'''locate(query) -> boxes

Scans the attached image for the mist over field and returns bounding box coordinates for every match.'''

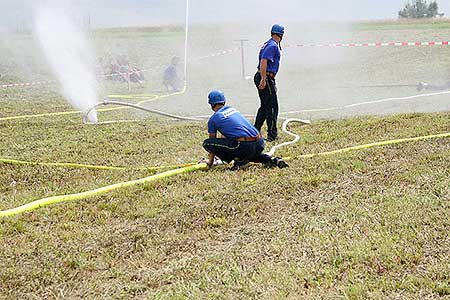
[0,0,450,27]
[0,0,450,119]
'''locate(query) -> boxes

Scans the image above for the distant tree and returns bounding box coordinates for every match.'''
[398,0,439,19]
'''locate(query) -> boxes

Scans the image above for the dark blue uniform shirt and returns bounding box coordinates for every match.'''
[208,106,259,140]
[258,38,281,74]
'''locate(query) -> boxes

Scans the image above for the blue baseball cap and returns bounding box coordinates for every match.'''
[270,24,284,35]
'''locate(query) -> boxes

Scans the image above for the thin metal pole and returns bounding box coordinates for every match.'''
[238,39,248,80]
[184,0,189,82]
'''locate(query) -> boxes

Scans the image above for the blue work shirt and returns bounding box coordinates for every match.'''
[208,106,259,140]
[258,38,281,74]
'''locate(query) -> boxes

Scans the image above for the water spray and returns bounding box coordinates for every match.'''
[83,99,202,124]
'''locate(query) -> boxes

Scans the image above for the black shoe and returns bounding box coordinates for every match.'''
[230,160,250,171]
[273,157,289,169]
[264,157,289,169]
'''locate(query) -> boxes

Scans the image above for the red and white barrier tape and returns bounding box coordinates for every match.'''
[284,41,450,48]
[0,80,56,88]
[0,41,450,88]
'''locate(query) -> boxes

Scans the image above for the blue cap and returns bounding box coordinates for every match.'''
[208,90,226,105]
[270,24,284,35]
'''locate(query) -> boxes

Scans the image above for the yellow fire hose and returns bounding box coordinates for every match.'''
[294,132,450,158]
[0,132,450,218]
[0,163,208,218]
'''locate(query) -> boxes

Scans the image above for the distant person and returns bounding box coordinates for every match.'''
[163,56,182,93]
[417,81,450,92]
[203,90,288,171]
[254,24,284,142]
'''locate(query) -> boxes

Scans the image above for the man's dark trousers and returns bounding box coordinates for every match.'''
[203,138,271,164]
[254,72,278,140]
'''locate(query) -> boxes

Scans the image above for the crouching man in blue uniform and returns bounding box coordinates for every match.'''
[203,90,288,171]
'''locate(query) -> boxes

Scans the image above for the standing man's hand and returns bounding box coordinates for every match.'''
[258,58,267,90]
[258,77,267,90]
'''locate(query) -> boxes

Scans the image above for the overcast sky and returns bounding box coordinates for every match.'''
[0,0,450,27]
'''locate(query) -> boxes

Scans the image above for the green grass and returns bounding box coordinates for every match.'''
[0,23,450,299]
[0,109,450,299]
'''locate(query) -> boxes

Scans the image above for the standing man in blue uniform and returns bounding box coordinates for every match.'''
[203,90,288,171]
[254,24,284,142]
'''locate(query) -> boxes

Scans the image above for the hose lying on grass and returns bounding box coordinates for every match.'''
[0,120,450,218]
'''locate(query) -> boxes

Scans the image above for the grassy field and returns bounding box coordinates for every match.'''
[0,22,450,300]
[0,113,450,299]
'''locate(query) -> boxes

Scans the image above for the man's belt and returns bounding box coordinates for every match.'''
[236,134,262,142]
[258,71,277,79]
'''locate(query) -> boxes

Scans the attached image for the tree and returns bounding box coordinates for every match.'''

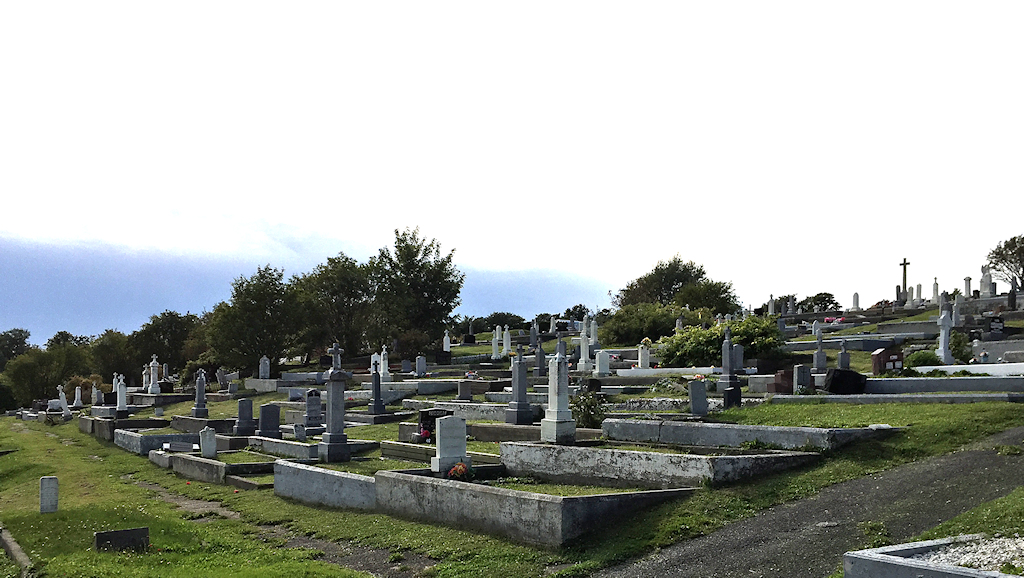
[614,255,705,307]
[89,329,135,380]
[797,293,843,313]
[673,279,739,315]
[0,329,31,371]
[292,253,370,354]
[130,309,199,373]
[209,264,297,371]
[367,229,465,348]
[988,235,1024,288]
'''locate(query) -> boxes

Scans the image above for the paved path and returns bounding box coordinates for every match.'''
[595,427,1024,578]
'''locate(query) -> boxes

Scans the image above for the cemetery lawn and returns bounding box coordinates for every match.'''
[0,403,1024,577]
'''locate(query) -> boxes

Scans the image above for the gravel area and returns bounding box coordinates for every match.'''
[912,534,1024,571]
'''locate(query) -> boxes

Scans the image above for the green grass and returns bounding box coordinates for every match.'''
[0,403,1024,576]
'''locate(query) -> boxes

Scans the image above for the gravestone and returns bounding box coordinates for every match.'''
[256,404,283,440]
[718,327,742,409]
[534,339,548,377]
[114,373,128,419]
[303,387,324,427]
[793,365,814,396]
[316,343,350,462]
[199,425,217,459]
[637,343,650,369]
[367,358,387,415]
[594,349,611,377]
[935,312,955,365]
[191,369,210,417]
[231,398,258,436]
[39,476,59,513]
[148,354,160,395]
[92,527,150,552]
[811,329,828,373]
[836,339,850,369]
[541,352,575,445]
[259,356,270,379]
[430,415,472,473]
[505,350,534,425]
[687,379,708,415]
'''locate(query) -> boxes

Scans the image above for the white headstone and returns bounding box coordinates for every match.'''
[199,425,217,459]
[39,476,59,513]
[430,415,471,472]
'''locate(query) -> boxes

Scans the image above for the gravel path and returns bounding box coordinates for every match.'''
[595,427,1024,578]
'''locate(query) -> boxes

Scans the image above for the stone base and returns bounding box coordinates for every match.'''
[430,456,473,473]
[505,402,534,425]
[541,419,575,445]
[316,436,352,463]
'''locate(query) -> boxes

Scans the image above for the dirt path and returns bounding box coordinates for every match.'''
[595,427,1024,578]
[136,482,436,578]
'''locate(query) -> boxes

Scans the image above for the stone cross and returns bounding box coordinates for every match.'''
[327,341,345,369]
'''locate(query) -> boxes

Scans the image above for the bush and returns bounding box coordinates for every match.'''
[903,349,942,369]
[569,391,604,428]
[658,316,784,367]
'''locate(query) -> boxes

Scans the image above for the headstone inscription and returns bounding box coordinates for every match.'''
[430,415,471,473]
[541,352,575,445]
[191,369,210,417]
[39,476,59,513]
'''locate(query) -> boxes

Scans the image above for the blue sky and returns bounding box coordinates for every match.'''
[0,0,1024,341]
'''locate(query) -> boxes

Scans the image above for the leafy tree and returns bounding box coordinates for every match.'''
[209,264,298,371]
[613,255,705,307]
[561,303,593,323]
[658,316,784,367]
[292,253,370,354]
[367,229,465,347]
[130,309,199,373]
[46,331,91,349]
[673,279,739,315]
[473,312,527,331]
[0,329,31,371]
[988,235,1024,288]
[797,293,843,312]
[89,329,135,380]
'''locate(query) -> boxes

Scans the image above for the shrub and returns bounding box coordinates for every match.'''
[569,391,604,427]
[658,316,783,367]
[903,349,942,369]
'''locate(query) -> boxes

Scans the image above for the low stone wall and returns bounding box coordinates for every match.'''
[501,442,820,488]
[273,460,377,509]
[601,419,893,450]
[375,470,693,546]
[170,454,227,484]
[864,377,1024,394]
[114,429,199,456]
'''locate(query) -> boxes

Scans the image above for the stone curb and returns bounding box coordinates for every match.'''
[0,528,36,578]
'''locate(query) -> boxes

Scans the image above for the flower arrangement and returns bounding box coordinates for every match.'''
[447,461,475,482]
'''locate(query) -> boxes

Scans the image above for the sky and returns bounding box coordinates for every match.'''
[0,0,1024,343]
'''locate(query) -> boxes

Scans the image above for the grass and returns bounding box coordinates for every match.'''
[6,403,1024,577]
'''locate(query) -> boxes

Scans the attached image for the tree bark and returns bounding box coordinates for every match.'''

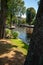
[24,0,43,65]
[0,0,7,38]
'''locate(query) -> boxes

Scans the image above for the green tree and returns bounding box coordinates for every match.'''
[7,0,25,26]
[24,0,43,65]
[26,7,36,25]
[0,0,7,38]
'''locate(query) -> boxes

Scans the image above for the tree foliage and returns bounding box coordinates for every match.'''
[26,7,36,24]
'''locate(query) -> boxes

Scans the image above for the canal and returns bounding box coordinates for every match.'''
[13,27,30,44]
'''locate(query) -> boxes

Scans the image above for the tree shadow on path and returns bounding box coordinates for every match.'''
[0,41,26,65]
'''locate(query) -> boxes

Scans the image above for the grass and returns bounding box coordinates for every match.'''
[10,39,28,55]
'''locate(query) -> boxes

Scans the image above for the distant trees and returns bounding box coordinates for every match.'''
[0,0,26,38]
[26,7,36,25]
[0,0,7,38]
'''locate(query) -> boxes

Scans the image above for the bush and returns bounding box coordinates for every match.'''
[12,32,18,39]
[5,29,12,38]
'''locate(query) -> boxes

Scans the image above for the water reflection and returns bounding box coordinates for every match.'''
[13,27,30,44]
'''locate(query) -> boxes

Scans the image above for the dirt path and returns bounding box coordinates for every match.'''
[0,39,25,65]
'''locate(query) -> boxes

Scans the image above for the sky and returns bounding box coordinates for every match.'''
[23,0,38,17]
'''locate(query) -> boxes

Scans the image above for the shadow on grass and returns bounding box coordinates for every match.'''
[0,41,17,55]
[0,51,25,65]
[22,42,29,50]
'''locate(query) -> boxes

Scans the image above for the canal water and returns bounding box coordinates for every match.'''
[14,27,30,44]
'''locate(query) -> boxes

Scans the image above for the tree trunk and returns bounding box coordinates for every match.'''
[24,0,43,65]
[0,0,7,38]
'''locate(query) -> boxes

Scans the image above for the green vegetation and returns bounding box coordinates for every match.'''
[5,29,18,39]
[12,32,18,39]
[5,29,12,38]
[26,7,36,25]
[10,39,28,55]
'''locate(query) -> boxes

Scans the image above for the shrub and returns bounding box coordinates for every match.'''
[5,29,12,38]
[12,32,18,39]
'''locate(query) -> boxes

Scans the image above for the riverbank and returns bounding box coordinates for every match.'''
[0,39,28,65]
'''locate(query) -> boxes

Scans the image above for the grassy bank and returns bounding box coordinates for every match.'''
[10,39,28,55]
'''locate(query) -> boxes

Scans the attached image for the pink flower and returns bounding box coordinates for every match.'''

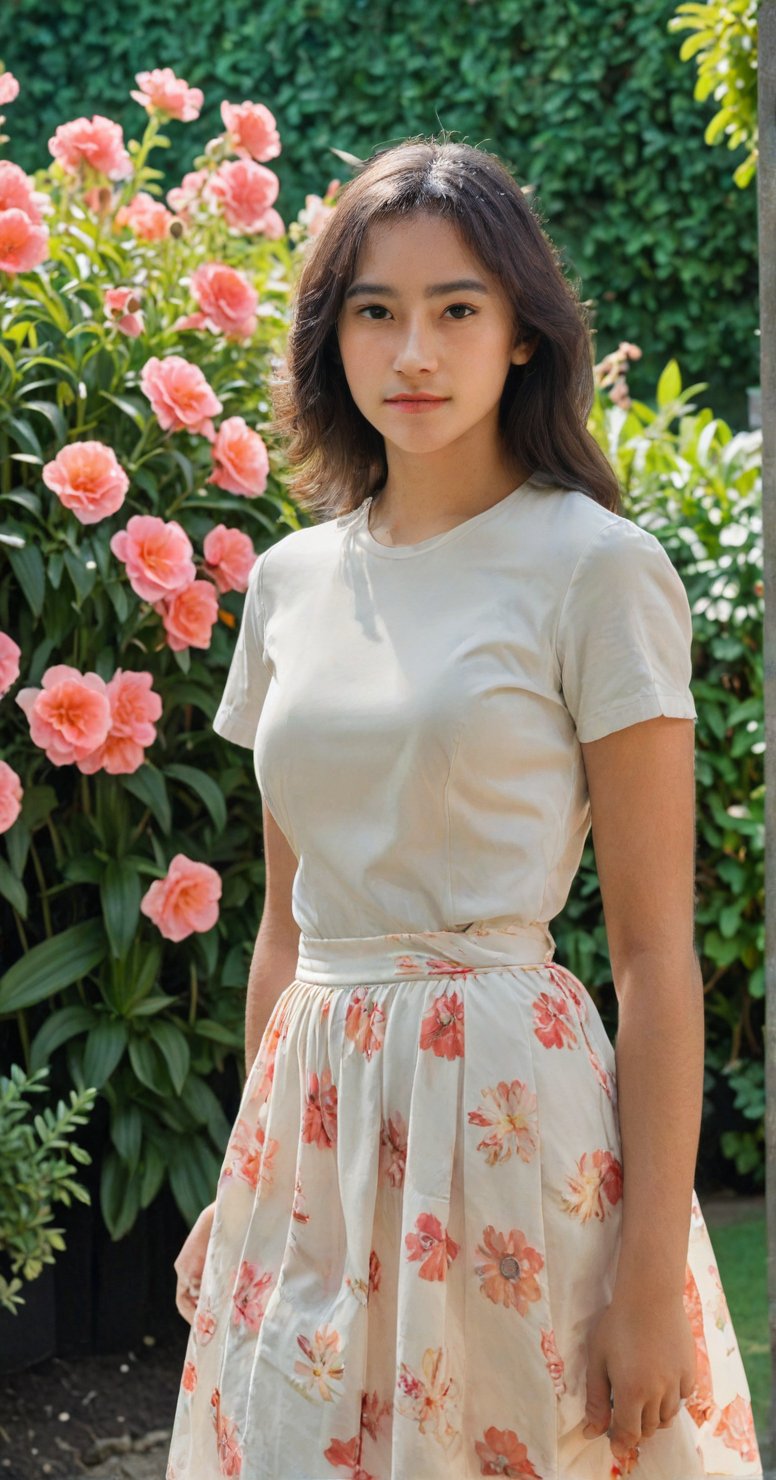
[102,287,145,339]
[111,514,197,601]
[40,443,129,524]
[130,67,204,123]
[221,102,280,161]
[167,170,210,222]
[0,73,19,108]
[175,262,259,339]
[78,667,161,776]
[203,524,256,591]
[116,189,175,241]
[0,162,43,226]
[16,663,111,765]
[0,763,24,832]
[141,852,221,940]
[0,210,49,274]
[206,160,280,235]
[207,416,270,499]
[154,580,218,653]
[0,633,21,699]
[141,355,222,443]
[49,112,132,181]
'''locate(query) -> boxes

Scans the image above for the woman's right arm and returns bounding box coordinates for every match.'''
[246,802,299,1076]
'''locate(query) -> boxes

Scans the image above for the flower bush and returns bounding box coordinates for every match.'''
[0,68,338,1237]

..............................

Render the data from its first line through the line containing "[184,0,189,82]", both included, as a Markdown table with the columns No. and Text. Number each nonblank line in No. and put the line in Text, leaving out blank lines and the pictures.

| No. | Text |
|---|---|
| 1 | '''locate(query) -> boxes |
| 2 | Scans the attached image for the mist over field and returns bounding box coordinates for every match.''' |
| 3 | [0,0,450,27] |
| 4 | [0,0,450,119] |
| 5 | '''locate(query) -> boxes |
| 6 | Scans the image above for the distant tree and returns bounding box coordinates for every match.''' |
| 7 | [398,0,439,19] |
| 8 | '''locate(query) -> boxes |
| 9 | Scans the image above for the dark blue uniform shirt and returns bounding box coordinates for every match.''' |
| 10 | [208,106,259,140] |
| 11 | [258,38,281,74] |
| 12 | '''locate(query) -> boxes |
| 13 | Scans the image above for the blue baseball cap and returns bounding box coordinates for every match.''' |
| 14 | [270,24,284,35] |
| 15 | '''locate(query) -> boxes |
| 16 | Scans the image above for the thin metal pole and returns bounding box coordinates for every match.''' |
| 17 | [238,39,248,80] |
| 18 | [184,0,189,82] |